►

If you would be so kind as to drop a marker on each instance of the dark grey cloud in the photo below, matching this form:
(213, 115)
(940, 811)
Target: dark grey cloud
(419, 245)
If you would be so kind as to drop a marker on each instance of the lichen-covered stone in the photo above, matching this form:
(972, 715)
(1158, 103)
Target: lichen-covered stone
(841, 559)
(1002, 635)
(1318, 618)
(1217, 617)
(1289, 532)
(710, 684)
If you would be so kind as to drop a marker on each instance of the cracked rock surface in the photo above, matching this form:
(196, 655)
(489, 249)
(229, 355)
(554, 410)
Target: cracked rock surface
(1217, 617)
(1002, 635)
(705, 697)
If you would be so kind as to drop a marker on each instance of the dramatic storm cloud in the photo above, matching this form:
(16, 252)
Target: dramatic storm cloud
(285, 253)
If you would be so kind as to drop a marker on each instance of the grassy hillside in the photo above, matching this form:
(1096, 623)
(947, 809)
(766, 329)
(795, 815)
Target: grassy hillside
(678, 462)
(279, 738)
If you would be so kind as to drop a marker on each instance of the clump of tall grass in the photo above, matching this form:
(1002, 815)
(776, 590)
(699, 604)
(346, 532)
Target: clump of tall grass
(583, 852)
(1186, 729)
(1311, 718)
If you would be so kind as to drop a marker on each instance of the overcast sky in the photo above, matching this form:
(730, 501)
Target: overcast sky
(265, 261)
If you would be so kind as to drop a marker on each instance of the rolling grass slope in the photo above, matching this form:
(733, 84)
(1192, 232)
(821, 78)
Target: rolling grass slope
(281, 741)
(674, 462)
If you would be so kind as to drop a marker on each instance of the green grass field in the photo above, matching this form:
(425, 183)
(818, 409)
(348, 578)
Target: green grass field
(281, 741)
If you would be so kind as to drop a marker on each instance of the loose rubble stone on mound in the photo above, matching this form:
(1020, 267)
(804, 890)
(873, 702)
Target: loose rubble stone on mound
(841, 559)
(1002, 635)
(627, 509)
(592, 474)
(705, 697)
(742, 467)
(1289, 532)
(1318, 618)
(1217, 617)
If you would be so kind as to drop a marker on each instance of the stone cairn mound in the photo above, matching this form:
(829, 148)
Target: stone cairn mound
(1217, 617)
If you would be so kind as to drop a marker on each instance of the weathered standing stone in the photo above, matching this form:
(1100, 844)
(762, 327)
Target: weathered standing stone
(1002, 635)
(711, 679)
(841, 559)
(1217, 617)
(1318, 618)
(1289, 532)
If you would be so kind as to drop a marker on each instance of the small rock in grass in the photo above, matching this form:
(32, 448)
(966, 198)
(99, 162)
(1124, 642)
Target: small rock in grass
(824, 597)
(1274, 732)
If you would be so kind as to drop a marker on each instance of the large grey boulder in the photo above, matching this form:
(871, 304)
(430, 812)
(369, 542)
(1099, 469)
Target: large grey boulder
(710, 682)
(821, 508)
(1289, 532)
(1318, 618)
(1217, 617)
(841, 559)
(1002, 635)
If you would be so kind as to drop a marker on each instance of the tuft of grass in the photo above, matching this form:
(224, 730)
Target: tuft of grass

◄

| Given task |
Could you give back the part of the material that opens with the line containing "of the small" and closes with the line containing "(1274, 732)", with "small rock" swapped for "loose pebble" and nothing else changed?

| Solved problem |
If you would be so kind as to drop a marker on each instance of the loose pebble in grass in the photo above, matching this form:
(32, 448)
(966, 198)
(99, 162)
(1124, 642)
Target: loose pebble in grass
(824, 597)
(1274, 732)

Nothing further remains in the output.